§ EXERCISE: An exact repetition of all the entries that follow is required.

Collected data entries
━━━━━━

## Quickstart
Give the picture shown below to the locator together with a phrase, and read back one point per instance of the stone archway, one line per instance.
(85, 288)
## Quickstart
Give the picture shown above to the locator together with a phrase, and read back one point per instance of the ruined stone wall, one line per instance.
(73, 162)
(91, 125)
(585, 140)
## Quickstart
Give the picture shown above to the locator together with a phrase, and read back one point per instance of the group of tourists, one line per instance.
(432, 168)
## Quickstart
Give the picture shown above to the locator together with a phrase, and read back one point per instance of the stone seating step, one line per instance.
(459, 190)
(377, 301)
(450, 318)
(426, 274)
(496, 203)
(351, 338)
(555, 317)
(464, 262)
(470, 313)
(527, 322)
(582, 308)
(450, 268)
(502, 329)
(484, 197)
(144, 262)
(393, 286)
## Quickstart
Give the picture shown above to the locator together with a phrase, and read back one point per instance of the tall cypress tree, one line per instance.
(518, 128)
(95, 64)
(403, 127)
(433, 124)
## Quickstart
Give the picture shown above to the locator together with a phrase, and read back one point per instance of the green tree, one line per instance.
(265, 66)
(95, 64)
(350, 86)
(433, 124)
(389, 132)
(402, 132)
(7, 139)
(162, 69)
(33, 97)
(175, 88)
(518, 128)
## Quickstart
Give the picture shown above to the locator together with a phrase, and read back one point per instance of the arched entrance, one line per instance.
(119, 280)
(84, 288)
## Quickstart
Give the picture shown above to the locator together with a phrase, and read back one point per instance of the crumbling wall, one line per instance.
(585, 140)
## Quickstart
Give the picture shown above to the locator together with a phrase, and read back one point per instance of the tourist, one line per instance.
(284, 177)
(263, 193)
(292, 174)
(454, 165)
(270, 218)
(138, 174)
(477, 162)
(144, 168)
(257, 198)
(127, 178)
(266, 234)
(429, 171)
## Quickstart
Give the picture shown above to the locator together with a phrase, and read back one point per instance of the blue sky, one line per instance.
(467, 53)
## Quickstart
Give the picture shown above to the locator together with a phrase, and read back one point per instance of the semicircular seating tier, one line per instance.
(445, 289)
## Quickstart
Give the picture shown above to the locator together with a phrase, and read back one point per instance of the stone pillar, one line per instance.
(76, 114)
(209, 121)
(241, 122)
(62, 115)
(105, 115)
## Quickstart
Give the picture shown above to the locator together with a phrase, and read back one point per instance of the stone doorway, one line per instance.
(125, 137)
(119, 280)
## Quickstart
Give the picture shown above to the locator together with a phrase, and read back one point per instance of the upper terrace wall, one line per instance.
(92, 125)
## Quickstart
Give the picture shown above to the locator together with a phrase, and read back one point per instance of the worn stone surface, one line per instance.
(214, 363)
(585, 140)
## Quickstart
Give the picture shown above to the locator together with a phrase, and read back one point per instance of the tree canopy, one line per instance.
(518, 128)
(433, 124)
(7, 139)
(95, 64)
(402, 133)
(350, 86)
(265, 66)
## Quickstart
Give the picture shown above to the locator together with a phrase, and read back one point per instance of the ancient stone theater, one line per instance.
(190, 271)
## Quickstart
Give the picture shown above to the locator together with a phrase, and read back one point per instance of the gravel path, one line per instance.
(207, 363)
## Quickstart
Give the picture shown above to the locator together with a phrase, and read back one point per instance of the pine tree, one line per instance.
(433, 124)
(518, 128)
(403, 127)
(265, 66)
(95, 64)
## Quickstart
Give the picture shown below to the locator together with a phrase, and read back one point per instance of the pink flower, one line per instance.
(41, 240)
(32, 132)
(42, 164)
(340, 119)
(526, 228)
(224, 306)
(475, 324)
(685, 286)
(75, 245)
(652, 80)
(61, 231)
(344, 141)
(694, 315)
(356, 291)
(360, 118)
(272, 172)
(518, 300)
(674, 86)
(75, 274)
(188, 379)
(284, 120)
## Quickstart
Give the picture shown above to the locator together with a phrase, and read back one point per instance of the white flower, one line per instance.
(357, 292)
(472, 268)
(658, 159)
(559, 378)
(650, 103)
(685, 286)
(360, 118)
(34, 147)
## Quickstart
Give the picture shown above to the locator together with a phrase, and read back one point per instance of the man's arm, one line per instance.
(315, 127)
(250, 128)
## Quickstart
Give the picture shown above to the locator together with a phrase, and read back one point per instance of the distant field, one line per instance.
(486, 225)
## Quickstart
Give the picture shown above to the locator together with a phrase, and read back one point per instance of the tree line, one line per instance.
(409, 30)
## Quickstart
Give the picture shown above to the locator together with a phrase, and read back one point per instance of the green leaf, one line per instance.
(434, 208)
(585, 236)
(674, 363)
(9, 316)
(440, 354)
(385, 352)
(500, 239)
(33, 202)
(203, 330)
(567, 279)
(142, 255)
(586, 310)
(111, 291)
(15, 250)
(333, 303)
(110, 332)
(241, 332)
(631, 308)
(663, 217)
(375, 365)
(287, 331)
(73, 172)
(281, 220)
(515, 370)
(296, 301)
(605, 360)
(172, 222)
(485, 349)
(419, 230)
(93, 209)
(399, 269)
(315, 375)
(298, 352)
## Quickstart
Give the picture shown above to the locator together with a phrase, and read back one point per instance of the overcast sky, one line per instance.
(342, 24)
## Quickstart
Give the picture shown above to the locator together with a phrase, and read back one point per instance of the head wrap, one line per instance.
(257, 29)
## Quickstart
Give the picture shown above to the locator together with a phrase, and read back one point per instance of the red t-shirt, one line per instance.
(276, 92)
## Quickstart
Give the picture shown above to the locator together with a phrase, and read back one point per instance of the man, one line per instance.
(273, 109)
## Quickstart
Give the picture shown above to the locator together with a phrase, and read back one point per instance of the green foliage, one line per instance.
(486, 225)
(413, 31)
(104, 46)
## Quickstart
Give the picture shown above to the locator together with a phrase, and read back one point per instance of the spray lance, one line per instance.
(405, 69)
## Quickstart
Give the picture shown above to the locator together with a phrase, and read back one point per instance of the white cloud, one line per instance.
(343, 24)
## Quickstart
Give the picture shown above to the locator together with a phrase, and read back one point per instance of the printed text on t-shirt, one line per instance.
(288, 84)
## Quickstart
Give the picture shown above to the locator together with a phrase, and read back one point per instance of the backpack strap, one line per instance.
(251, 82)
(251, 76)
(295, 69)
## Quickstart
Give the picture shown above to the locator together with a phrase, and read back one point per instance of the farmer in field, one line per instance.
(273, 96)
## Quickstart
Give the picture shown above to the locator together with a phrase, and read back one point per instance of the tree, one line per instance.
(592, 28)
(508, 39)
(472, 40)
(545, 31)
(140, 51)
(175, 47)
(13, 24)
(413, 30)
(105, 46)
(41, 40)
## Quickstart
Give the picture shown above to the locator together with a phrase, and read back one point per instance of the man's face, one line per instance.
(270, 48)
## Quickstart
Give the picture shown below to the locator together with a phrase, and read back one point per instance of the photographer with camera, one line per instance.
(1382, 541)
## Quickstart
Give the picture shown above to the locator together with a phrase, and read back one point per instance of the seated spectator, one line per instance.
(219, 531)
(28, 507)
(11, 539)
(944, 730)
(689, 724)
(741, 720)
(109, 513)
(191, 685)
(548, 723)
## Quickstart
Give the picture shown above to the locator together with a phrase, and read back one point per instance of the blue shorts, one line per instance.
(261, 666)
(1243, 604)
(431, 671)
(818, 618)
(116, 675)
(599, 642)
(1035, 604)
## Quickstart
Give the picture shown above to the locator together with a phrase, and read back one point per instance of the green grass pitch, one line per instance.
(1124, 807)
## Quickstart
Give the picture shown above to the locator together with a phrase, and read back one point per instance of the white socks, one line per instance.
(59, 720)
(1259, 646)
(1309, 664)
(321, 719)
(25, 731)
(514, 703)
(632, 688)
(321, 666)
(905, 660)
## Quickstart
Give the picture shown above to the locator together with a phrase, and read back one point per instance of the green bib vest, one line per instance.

━━━━━━

§ ANSWER TO THIS PROBLEM:
## Quickstart
Give the picture shown below to the locator together with a phrase, and read back one point per instance of the stone archway, one line per instance.
(85, 288)
## Quickstart
Give the picture shown above to the locator together with a phrase, and read back one point per instance of the ruined stone wall, one line per instance.
(73, 162)
(91, 125)
(585, 140)
## Quickstart
Give the picture shown above to the locator together with a phrase, and read back one point per instance of the group of tourists, one line per instance.
(432, 168)
## Quickstart
Give the picture shown above to the locator together with a phrase, and read back one point per instance of the stone seating step, one line per instance.
(459, 190)
(377, 301)
(450, 318)
(426, 274)
(496, 203)
(351, 338)
(555, 317)
(464, 262)
(470, 313)
(527, 322)
(582, 308)
(450, 268)
(502, 329)
(484, 197)
(144, 262)
(393, 286)
## Quickstart
Give the picture shown above to the locator together with a phrase, and read back one point per instance of the tall cypress tree, one line per instance.
(518, 128)
(95, 64)
(403, 127)
(433, 124)
## Quickstart
Give the picture shown above to the locator together with a phrase, and read back one point per instance of the green tree, one line per instance.
(265, 66)
(95, 64)
(350, 86)
(433, 124)
(389, 132)
(402, 132)
(7, 139)
(162, 69)
(33, 97)
(175, 88)
(518, 128)
## Quickstart
Give the picture shown above to the locator together with a phrase, and read back one point per instance of the arched entrance, one line per instance.
(119, 280)
(84, 288)
## Quickstart
Give the picture shown above to the locator together with a phrase, and read back one point per instance of the crumbling wall, one line per instance.
(585, 140)
## Quickstart
Give the picture shown above to the locator together with a phrase, and read back one point per instance of the tourist, one line per instance.
(284, 177)
(263, 193)
(292, 174)
(454, 165)
(270, 218)
(138, 174)
(477, 162)
(144, 168)
(257, 198)
(127, 178)
(266, 234)
(429, 171)
## Quickstart
Give the picture shown above to the locator together with a phrase, and read back one point per instance of the blue sky, one line per instance.
(467, 53)
## Quickstart
Give the picture shown above to the locator together with a phrase, and read back one point per instance of the semicircular seating tier, one line per instance.
(445, 289)
## Quickstart
Give the picture shown above to the locator together with a phrase, and read back one point per instance of the stone pillar, one line per instance.
(76, 114)
(209, 121)
(241, 122)
(62, 115)
(105, 115)
## Quickstart
Give the picture shown above to the locator together with a phrase, and read back one point per instance of the stone doorway, one line per instance.
(125, 137)
(119, 280)
## Quickstart
Give the picture shown above to the locator together with a phrase, and read back one point per instance of the upper terrace wall, one line per instance.
(92, 125)
## Quickstart
Give the picture shown above to the locator together with a phrase, and read back one point per instance of the worn stone surface, one line per instance.
(214, 363)
(585, 140)
## Quickstart
Give the picture shown above to the locator together with a phrase, and read back one point per instance of the tree canopy, one line per instance.
(518, 128)
(433, 124)
(7, 139)
(95, 64)
(402, 133)
(350, 86)
(265, 66)
## Quickstart
Give the picture shown above to the locator together with a phrase, and read back one point per instance of the ancient stone theater, one line per instance.
(190, 271)
## Quickstart
Give the picture shown above to the locator together with a phrase, and read back one point per instance of the gravel path, one line per instance.
(207, 363)
## Quickstart
Give the picture shown above to the locator together with a phrase, and read back one point per instance of the pine tree, one line per instance.
(433, 124)
(518, 128)
(403, 127)
(265, 66)
(95, 64)
## Quickstart
Give the picture shown below to the locator together with a phrase, and read back one point per instance of the pink flower, one line per instance.
(41, 240)
(32, 132)
(42, 164)
(340, 119)
(526, 228)
(224, 306)
(475, 324)
(685, 286)
(75, 245)
(652, 80)
(61, 231)
(344, 141)
(694, 315)
(356, 291)
(360, 118)
(272, 172)
(518, 300)
(674, 86)
(75, 274)
(188, 379)
(284, 120)
## Quickstart
Give the picture shown above to the locator together with a phrase, and read back one point per instance of the white flower, one line per instance.
(357, 292)
(472, 268)
(658, 159)
(559, 378)
(650, 103)
(685, 286)
(360, 118)
(34, 147)
## Quickstart
Give the picture shown above to the locator together with a phrase, and read back one point per instance of the man's arm, one line per instance.
(315, 127)
(250, 128)
## Quickstart
Give the picture shown above to the locator together with a phrase, and read back one point per instance of the distant field, one line per instance.
(486, 225)
## Quickstart
Give the picture shown above to the locator together with a phrase, and read back one point per instance of the tree line, one line per instance.
(409, 30)
## Quickstart
Give the picture shown above to the locator together with a phrase, and read back one point per instance of the green leaf, one line per instance.
(434, 208)
(585, 236)
(674, 363)
(9, 316)
(440, 354)
(385, 352)
(500, 239)
(33, 202)
(203, 330)
(567, 279)
(142, 255)
(586, 310)
(111, 291)
(15, 250)
(333, 303)
(110, 332)
(241, 332)
(631, 308)
(663, 217)
(375, 365)
(287, 331)
(73, 172)
(281, 220)
(515, 370)
(296, 301)
(605, 360)
(172, 222)
(485, 349)
(419, 230)
(93, 209)
(399, 269)
(315, 375)
(298, 352)
## Quickstart
Give the picture shown above to the locator together with a phrase, and read back one point per instance of the overcast sky, one line per instance.
(342, 24)
## Quickstart
Give the picture shown above to the locator together with a phrase, and read back one point per instance of the head wrap, one line per instance.
(257, 29)
## Quickstart
Give the picture shown above to the locator together with a phrase, and read back one point per instance of the red t-shirt, one line per instance.
(276, 92)
## Quickstart
Give the picture shown above to the locator together with a phrase, and read back one point per instance of the man, one line per instance.
(273, 109)
## Quickstart
Give the picture shown above to the locator together with a phrase, and read back one point per instance of the green foliage, one line per instance.
(486, 225)
(413, 31)
(104, 46)
## Quickstart
Give the picture shown above to the locator together with a phrase, and read back one point per instance of the spray lance, one line per instance.
(405, 69)
## Quickstart
Give the picture shown above to the locator together with a phrase, and read back one point per instance of the white cloud, one line per instance.
(343, 24)
## Quickstart
Give the picture shown above to the locator together with a phrase, and read back one point per instance of the printed text on t-shirt, one line per instance.
(288, 84)
## Quickstart
Give the picture shown above to the locator together with a phrase, and read back one point per instance of the backpack strap, one line per instance.
(251, 82)
(251, 76)
(295, 69)
## Quickstart
Give the picture shown above to the locator together with a phrase, and read back one point per instance of the farmer in field, one line per instance.
(273, 96)
## Quickstart
Give the picture shown above to the locator together with a phrase, and read back one point per instance of the tree, one line per instance.
(592, 28)
(508, 39)
(472, 40)
(545, 31)
(140, 51)
(175, 47)
(13, 24)
(413, 30)
(105, 46)
(41, 40)
## Quickstart
Give the picture shown above to the locator together with a phrase, and read back one point per instance of the man's face, one line per instance.
(270, 48)
## Quickstart
Give the picture shown below to the locator together with a phrase, and read back one point per instance of the photographer with camera, one line per instance.
(1382, 541)
## Quickstart
Give the picture shown above to the locator together with a phrase, and read back one point per instance of the seated spectator, one line per instance.
(219, 531)
(28, 507)
(11, 539)
(944, 730)
(689, 724)
(741, 720)
(109, 513)
(191, 685)
(548, 723)
## Quickstart
Give the picture shown above to the locator together with a phrase, and read back one point per instance of the blue shorts, one line per instance.
(261, 666)
(1243, 604)
(431, 671)
(818, 618)
(116, 675)
(599, 642)
(1035, 604)
## Quickstart
Give the picture shown above to the locator together with a phrase, and read back one point per instance of the green grass pitch, one line per instance.
(1124, 807)
## Quickstart
Give the picture shown above to the locator together with a phrase, and read back one point per instance of the white socks, one line per instance.
(59, 720)
(1259, 646)
(1309, 664)
(321, 719)
(25, 731)
(514, 703)
(632, 688)
(321, 666)
(905, 660)
## Quickstart
Give the picture shown above to the locator together with a phrase, and read back one point per instance of the green bib vest, one line per instance.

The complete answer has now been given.